▶ _Seite_
•••

Ach ich könnte mir Worgen schon vorstellen. Wer hätte damals gedacht dass die Allianz Draenei kriegt? Das waren bis dahin nur diese Tentakelfutzis, plötzlich waren es dann edle, vom Licht erfüllte Typen. 

Bei den Worgen stricken die dann ne ähnliche Geschichte... Ich glaube aber immernoch, dass die Horde die Worgen bekommt (und ich hoffe es auch ^^). Die Allis kriegen Pandas 


			Dieser Inhalt steht nur eingeloggten Mitgliedern zur Verfügung.
        



Und die Golbins...naja, wieso kommen die auch erst jetzt als Halloween-Maske? Hätte nie irgendwen besonders gewundert wenn die z.B. letztes Jahr mit reingepatcht worden wären. 

Aber da das nächste Addon wahrscheinlich richtung Mahlstrom führt wird Undermine bestimmt die neue, neutrale Hauptstadt, das neue Dalaran also. Irgendso eine Stadt muss es ja geben, und das kann ja nur Undermine sein... oder? Und weil da alles voller Goblins ist gibts auch die Masken dazu, tadaa


----------



## Pommesbude2 (19. Juli 2009)

•••

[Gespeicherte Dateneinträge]
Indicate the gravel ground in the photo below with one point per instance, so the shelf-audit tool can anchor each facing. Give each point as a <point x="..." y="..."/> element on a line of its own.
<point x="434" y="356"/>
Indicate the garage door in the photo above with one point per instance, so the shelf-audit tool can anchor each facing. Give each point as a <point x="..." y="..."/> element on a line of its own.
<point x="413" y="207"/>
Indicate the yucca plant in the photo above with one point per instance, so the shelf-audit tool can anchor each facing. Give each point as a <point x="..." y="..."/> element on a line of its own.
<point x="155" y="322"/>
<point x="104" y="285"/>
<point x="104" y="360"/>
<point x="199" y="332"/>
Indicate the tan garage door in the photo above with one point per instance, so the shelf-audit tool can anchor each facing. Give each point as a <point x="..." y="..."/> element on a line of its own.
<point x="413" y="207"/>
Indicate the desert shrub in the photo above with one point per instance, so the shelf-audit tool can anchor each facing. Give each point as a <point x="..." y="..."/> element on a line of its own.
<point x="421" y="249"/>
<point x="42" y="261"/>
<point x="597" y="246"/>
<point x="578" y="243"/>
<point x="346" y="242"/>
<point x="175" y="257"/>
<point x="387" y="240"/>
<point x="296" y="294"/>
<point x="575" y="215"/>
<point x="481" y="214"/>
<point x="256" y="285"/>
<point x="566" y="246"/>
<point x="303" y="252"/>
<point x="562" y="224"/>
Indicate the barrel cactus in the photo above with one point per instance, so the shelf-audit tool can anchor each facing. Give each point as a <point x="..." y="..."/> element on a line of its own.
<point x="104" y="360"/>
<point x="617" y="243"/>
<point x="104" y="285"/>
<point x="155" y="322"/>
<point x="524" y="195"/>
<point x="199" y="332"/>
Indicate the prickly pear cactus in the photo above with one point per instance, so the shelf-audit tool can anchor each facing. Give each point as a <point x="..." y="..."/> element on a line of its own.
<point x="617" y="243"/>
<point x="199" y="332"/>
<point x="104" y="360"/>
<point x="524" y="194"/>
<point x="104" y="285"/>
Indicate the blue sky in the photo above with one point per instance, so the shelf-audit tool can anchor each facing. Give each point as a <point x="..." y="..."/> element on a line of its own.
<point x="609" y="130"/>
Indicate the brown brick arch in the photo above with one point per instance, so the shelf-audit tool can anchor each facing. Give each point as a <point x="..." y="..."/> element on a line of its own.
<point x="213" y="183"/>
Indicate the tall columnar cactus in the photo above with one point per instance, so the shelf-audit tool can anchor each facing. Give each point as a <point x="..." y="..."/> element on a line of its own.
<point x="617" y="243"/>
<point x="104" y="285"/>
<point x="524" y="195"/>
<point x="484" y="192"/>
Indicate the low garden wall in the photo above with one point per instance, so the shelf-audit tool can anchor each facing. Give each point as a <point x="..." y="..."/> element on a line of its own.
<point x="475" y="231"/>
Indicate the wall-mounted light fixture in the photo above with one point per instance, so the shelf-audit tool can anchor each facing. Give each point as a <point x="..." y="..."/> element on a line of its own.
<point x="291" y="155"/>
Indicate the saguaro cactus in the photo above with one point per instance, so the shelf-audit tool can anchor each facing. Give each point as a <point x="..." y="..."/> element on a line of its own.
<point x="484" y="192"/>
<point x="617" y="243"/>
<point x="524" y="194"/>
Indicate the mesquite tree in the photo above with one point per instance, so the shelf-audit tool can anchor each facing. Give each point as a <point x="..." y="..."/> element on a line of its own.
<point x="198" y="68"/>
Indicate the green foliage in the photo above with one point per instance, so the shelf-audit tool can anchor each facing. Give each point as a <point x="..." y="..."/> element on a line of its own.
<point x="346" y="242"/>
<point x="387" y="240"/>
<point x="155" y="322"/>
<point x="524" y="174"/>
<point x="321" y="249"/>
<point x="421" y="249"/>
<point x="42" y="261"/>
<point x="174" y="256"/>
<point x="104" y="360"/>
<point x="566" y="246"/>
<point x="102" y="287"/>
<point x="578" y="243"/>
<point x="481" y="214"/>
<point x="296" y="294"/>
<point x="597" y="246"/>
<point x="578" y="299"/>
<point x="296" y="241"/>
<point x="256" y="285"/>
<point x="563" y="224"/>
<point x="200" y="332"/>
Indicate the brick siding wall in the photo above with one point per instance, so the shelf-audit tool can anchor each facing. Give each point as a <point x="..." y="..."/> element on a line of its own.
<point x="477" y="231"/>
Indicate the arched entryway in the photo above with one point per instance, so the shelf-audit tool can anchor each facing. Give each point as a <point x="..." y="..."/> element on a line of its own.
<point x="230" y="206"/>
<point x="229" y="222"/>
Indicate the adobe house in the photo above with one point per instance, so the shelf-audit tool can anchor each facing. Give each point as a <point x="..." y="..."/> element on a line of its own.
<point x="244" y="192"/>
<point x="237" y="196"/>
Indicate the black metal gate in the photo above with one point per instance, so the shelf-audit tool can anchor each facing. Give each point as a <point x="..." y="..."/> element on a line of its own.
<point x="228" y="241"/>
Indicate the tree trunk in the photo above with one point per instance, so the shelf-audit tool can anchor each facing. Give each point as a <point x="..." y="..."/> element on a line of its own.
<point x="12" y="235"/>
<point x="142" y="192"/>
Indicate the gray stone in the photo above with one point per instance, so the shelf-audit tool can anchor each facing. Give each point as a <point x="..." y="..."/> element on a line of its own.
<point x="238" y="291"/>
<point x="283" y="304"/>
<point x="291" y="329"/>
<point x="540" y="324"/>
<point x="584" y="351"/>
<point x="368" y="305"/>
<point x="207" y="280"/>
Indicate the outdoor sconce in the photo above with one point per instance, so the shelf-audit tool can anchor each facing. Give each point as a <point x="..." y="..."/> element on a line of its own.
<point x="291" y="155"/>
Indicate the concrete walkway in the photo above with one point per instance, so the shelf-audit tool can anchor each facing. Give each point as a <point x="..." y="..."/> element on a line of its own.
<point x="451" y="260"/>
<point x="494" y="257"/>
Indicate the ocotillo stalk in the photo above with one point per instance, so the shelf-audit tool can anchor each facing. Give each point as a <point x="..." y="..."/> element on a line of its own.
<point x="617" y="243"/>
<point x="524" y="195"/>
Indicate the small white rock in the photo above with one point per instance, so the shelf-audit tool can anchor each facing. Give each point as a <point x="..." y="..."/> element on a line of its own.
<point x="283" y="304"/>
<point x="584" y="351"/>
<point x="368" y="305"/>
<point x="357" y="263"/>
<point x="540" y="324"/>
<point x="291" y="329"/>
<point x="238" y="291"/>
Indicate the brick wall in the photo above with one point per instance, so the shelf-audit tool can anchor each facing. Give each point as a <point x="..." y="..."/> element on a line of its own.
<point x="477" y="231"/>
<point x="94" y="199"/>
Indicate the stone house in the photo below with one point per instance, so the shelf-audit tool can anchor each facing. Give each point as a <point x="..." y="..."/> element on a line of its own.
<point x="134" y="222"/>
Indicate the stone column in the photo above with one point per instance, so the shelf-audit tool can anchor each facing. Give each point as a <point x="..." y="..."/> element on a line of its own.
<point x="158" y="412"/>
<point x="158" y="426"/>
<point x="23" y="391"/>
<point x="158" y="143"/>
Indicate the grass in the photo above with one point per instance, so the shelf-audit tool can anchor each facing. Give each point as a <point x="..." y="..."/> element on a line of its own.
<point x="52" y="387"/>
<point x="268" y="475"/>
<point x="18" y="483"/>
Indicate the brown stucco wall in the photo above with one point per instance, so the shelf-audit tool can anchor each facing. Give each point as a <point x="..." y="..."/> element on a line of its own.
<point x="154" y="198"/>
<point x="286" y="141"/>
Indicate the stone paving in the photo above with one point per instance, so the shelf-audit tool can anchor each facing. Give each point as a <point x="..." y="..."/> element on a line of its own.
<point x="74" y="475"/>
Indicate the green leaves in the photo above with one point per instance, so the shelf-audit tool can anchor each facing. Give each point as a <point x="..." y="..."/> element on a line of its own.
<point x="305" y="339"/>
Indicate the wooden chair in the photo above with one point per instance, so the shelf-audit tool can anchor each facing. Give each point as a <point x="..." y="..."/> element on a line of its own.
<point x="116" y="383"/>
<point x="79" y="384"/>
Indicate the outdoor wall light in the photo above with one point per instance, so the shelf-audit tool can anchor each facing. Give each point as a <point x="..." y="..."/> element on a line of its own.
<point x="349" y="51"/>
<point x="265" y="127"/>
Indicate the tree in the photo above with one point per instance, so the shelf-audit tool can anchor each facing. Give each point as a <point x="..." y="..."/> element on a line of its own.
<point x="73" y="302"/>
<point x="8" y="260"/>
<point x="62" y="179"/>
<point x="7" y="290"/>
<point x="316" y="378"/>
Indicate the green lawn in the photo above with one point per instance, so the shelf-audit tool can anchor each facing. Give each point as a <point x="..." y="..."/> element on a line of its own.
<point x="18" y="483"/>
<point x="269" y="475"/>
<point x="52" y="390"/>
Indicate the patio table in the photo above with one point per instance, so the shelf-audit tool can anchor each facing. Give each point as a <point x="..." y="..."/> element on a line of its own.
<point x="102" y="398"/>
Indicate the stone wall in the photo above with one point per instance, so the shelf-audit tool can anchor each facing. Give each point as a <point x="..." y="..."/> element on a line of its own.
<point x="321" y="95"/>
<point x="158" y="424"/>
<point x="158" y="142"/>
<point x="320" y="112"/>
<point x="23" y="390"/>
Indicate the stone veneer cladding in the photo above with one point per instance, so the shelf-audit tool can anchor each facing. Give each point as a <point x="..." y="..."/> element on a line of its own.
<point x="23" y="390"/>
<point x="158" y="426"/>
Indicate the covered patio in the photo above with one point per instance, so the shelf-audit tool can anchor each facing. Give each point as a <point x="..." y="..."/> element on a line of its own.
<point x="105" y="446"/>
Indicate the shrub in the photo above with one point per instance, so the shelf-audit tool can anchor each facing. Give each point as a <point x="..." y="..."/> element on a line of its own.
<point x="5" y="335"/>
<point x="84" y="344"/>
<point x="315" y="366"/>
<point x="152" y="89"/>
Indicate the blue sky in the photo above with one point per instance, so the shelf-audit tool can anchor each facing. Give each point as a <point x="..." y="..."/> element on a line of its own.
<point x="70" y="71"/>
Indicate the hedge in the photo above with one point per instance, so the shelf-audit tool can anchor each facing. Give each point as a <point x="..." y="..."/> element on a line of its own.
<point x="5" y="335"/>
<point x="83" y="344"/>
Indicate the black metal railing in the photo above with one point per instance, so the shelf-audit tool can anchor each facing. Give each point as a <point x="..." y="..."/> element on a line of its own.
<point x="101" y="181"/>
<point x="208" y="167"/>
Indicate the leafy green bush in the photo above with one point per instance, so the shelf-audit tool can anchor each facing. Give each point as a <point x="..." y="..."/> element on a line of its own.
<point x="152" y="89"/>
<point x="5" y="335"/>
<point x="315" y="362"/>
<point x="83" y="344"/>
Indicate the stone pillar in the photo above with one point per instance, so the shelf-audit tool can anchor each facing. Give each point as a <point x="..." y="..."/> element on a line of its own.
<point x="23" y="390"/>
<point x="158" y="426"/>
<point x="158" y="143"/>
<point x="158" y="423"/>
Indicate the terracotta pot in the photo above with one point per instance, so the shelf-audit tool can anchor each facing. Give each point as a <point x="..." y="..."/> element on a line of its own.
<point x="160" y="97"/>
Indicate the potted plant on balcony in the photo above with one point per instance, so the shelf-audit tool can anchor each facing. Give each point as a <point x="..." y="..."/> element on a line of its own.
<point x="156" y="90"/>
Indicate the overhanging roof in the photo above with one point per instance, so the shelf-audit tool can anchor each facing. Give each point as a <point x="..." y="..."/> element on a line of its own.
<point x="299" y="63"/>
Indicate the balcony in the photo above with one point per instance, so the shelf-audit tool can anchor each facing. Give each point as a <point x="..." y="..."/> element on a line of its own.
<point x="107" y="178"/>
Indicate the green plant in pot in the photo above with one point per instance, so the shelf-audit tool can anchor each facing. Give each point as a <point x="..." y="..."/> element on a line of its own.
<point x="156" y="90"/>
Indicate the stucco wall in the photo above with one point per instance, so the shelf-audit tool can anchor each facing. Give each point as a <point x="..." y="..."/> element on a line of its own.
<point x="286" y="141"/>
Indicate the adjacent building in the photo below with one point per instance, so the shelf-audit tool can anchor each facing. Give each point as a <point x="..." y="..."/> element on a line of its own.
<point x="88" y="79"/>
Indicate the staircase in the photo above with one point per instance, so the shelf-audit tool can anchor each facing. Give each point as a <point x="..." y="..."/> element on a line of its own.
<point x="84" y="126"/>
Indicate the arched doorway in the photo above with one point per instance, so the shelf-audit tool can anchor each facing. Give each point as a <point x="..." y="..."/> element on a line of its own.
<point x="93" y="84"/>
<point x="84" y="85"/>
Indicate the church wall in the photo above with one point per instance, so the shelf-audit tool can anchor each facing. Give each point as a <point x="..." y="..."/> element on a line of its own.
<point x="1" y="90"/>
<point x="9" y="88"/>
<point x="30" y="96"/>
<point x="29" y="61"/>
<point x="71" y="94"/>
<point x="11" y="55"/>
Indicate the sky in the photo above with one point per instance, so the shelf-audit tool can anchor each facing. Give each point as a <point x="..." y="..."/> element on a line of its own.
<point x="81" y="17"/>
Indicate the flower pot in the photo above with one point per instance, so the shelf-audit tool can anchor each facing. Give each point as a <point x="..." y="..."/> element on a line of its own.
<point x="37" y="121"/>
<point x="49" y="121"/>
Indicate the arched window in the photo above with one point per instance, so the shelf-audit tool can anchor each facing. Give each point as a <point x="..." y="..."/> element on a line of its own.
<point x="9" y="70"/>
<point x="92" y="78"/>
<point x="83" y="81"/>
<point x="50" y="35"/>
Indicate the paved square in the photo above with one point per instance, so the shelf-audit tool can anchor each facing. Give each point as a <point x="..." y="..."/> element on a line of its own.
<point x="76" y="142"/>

•••

▶ _Kurzaufgabe_
Stellen Sie fest, ob die folgenden Aussagen mit dem Forenbeitrag übereinstimmen, und belegen Sie jede Antwort (Ja oder Nein) mit den entscheidenden Worten aus dem Forenbeitrag als wörtlichem Zitat. (a) Im Forenbeitrag wird die Hoffnung geäußert, dass die Horde die Worgen bekommt. (b) Laut Forenbeitrag gibt es die Goblins schon seit dem letzten Jahr als Halloween-Maske. (c) Im Forenbeitrag wird Undermine als künftige neutrale Hauptstadt erwartet.

▶ _Antwort zur Aufgabe_
(a) Ja: „dass die Horde die Worgen bekommt (und ich hoffe es auch ^^)“
(b) Nein: „wieso kommen die auch erst jetzt als Halloween-Maske?“
(c) Ja: „wird Undermine bestimmt die neue, neutrale Hauptstadt, das neue Dalaran also“